## INFORMATION SHOWN
+-------+

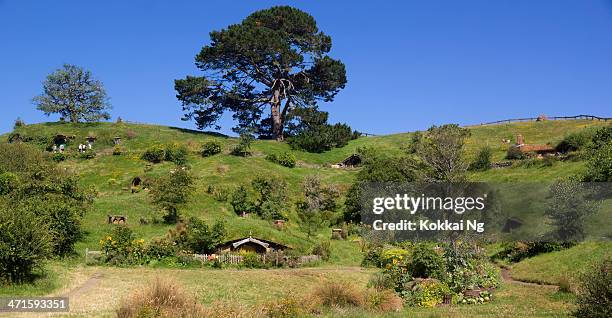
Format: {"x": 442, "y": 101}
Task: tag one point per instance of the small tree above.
{"x": 172, "y": 191}
{"x": 25, "y": 243}
{"x": 441, "y": 150}
{"x": 73, "y": 93}
{"x": 568, "y": 208}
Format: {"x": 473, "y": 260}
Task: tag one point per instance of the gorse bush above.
{"x": 25, "y": 242}
{"x": 285, "y": 159}
{"x": 211, "y": 148}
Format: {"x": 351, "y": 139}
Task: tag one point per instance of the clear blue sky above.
{"x": 410, "y": 64}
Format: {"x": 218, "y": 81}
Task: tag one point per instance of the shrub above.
{"x": 8, "y": 181}
{"x": 594, "y": 297}
{"x": 240, "y": 201}
{"x": 24, "y": 244}
{"x": 383, "y": 300}
{"x": 161, "y": 299}
{"x": 338, "y": 294}
{"x": 482, "y": 161}
{"x": 322, "y": 249}
{"x": 87, "y": 154}
{"x": 574, "y": 141}
{"x": 425, "y": 262}
{"x": 200, "y": 238}
{"x": 154, "y": 154}
{"x": 286, "y": 159}
{"x": 322, "y": 138}
{"x": 211, "y": 148}
{"x": 243, "y": 149}
{"x": 515, "y": 153}
{"x": 425, "y": 292}
{"x": 18, "y": 123}
{"x": 176, "y": 153}
{"x": 59, "y": 157}
{"x": 599, "y": 165}
{"x": 117, "y": 151}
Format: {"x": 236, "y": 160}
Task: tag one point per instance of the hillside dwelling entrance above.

+-------+

## TASK DIRECTIONS
Using the data above, print every line exactly, omitting pictures.

## COMPLETED TASK
Format: {"x": 442, "y": 101}
Task: tag one point per instance of the small tree above.
{"x": 172, "y": 191}
{"x": 25, "y": 243}
{"x": 441, "y": 150}
{"x": 73, "y": 93}
{"x": 568, "y": 208}
Format: {"x": 473, "y": 260}
Task: tag one point per instance of the gorse bush above.
{"x": 25, "y": 242}
{"x": 285, "y": 159}
{"x": 211, "y": 148}
Format: {"x": 351, "y": 139}
Task: tag one point per instance of the clear blue sky above.
{"x": 410, "y": 64}
Format: {"x": 218, "y": 81}
Task: tag one point per instance of the shrub above.
{"x": 8, "y": 181}
{"x": 594, "y": 297}
{"x": 240, "y": 201}
{"x": 24, "y": 244}
{"x": 383, "y": 300}
{"x": 161, "y": 299}
{"x": 338, "y": 294}
{"x": 482, "y": 161}
{"x": 322, "y": 249}
{"x": 87, "y": 154}
{"x": 574, "y": 141}
{"x": 425, "y": 262}
{"x": 200, "y": 238}
{"x": 154, "y": 154}
{"x": 286, "y": 159}
{"x": 322, "y": 138}
{"x": 211, "y": 148}
{"x": 243, "y": 149}
{"x": 515, "y": 153}
{"x": 425, "y": 292}
{"x": 18, "y": 123}
{"x": 176, "y": 153}
{"x": 59, "y": 157}
{"x": 599, "y": 165}
{"x": 117, "y": 151}
Format: {"x": 236, "y": 160}
Task: tag one point per instance of the hillside dwelling entrance above.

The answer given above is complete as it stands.